=== Records provided ===
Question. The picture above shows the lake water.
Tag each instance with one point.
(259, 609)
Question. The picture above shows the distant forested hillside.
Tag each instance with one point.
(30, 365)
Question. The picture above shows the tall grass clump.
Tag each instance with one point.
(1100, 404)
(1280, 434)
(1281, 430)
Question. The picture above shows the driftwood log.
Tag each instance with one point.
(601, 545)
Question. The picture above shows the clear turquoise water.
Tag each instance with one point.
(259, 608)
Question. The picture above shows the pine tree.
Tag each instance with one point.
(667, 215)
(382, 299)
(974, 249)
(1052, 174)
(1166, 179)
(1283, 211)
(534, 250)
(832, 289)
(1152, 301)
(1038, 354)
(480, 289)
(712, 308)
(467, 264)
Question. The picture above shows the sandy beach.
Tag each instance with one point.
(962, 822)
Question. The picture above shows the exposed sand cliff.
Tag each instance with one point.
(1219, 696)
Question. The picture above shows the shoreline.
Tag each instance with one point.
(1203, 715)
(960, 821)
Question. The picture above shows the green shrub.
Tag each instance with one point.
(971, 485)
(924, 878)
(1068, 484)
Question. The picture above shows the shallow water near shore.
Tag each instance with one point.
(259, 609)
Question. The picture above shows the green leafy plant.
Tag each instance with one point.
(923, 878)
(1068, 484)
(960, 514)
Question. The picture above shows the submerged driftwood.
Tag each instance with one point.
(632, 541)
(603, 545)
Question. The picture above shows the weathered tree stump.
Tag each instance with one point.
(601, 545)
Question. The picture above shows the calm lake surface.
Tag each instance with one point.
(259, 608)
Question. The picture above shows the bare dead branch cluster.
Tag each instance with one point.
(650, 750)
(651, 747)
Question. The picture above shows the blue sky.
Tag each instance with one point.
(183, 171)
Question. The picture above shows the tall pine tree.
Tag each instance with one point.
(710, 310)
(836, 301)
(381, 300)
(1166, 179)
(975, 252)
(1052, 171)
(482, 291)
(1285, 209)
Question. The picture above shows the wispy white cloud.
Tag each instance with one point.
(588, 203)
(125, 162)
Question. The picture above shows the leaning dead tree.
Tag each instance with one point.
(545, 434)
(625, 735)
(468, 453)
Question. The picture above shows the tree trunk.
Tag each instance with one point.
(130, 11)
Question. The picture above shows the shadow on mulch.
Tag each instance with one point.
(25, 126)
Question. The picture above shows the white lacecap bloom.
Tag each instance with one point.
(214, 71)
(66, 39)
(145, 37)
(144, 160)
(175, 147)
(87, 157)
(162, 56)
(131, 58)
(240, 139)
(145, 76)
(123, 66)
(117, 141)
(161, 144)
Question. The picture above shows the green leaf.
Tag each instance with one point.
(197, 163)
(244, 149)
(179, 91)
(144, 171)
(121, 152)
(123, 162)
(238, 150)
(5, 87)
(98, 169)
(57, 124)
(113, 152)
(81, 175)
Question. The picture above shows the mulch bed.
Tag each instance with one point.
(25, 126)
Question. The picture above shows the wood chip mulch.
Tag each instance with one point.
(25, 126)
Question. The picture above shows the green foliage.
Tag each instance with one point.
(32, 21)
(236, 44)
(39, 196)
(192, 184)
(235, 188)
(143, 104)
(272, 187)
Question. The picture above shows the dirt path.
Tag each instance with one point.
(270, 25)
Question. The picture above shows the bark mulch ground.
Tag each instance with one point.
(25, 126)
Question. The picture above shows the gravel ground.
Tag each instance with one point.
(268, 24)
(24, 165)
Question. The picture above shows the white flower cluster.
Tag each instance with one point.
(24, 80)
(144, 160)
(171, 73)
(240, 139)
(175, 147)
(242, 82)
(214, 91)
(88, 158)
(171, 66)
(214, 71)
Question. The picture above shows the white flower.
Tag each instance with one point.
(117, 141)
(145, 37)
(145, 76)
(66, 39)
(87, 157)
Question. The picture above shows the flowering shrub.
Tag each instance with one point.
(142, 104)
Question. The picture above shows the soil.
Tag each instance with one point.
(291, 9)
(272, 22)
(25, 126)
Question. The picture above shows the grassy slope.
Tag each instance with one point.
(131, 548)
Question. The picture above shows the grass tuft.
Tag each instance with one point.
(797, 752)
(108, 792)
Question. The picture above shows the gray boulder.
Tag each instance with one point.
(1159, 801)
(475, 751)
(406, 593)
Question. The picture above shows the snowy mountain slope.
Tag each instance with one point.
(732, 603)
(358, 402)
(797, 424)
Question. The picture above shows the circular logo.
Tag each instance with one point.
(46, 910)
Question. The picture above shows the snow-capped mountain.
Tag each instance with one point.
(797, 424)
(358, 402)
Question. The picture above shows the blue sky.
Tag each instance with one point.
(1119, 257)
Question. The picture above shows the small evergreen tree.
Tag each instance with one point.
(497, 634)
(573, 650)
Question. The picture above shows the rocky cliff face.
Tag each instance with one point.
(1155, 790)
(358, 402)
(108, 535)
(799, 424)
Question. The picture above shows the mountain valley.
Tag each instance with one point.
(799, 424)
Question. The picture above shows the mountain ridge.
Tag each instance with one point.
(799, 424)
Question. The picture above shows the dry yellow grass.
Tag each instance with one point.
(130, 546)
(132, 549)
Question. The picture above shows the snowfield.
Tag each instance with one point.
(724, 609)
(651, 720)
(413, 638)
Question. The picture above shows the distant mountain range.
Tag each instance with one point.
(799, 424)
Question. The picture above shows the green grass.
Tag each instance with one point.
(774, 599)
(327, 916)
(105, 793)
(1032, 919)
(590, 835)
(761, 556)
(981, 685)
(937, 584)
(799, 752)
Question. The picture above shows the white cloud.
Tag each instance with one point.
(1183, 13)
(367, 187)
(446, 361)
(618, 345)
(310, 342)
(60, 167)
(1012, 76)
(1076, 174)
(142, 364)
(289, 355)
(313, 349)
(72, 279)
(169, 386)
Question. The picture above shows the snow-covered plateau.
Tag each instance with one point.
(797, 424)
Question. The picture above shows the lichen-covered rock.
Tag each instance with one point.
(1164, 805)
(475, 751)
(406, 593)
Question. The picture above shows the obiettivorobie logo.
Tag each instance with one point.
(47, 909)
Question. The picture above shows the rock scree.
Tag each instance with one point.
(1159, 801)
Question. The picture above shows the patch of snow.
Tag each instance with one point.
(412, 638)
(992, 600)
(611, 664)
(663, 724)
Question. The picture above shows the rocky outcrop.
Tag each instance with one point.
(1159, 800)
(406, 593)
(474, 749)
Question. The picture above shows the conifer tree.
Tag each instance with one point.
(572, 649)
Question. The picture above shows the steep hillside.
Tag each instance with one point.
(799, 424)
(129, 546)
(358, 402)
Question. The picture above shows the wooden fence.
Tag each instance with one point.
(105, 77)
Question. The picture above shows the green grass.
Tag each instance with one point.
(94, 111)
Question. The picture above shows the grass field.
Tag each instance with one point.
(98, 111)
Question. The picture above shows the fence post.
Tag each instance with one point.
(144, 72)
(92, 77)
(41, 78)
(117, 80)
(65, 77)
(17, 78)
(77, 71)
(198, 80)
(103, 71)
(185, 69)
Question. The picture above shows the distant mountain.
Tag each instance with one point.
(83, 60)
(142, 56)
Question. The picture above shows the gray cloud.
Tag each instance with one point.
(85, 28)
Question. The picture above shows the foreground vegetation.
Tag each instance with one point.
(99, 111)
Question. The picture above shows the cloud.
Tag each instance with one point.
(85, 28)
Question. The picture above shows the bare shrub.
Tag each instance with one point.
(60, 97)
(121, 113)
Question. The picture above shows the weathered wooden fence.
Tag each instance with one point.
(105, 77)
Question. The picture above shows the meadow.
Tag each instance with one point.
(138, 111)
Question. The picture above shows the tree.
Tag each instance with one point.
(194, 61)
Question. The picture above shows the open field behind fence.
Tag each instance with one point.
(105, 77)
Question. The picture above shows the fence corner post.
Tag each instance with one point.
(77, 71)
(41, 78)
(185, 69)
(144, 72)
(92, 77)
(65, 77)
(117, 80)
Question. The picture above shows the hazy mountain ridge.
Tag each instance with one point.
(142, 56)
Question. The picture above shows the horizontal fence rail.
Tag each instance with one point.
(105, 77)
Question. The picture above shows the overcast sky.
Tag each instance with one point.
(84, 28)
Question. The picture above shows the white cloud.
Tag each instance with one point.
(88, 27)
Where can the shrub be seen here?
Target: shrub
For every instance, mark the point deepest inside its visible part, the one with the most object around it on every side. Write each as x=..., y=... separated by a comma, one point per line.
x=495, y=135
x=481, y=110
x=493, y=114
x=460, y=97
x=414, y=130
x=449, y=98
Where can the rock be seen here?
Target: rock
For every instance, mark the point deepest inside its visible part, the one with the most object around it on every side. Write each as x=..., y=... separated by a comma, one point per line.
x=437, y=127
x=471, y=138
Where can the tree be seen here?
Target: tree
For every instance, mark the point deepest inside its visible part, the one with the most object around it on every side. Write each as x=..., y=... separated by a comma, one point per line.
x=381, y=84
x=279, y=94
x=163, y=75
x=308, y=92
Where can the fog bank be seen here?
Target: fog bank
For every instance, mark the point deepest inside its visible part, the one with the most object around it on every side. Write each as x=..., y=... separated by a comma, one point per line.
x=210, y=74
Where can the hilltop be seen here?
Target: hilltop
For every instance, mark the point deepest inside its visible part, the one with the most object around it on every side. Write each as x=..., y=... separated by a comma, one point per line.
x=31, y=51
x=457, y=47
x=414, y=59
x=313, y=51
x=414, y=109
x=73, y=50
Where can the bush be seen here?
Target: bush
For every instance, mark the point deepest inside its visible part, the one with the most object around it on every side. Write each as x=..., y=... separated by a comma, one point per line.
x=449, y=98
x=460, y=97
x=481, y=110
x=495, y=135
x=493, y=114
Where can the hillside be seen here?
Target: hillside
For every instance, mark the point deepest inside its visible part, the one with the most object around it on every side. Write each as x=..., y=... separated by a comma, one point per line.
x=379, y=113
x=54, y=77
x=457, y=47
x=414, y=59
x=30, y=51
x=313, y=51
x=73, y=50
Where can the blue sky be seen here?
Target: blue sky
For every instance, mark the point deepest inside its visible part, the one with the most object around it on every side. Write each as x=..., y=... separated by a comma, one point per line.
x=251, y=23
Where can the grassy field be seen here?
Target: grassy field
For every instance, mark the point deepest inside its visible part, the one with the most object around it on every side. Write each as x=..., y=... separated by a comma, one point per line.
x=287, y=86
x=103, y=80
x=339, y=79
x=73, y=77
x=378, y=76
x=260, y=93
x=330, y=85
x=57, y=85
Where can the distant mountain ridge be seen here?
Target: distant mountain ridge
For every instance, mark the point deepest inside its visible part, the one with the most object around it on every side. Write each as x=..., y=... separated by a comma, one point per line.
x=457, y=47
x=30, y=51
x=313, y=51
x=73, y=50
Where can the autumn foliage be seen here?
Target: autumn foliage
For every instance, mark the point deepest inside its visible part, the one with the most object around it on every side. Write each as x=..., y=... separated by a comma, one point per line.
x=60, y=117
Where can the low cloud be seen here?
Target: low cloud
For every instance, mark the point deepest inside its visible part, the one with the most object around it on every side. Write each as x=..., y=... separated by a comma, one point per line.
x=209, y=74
===
Would you print, exactly as written, every line above from the one holding "Question. The picture above shows the sandy" through the one holding "Question. The picture above shows the tall pine", with both included and no other lines?

Question. The picture above shows the sandy beach.
Tag each instance with one point.
(962, 822)
Question. The picture above shows the exposed sand cliff.
Tag each instance with one point.
(1219, 696)
Question. The picture above shows the shoreline.
Tag each instance with one point.
(1203, 715)
(960, 821)
Question. The picture above shows the green shrub.
Tag each instance with one point.
(971, 485)
(924, 878)
(1068, 484)
Question. The picture above shows the shallow water near shore.
Tag each instance with one point.
(259, 609)
Question. The picture above shows the green leafy plant.
Tag each instance with one point.
(923, 878)
(1068, 484)
(960, 514)
Question. The picture above shows the submerged driftwood.
Tag each instance with one point.
(632, 541)
(603, 545)
Question. The picture above shows the weathered tree stump.
Tag each instance with one point.
(601, 545)
Question. The picture above shows the calm lake surface.
Tag each instance with one point.
(259, 608)
Question. The picture above shows the bare dead branch cluster.
Tag each instance with one point.
(650, 750)
(651, 747)
Question. The picture above shows the blue sky.
Tag each instance with one point.
(183, 171)
Question. The picture above shows the tall pine tree.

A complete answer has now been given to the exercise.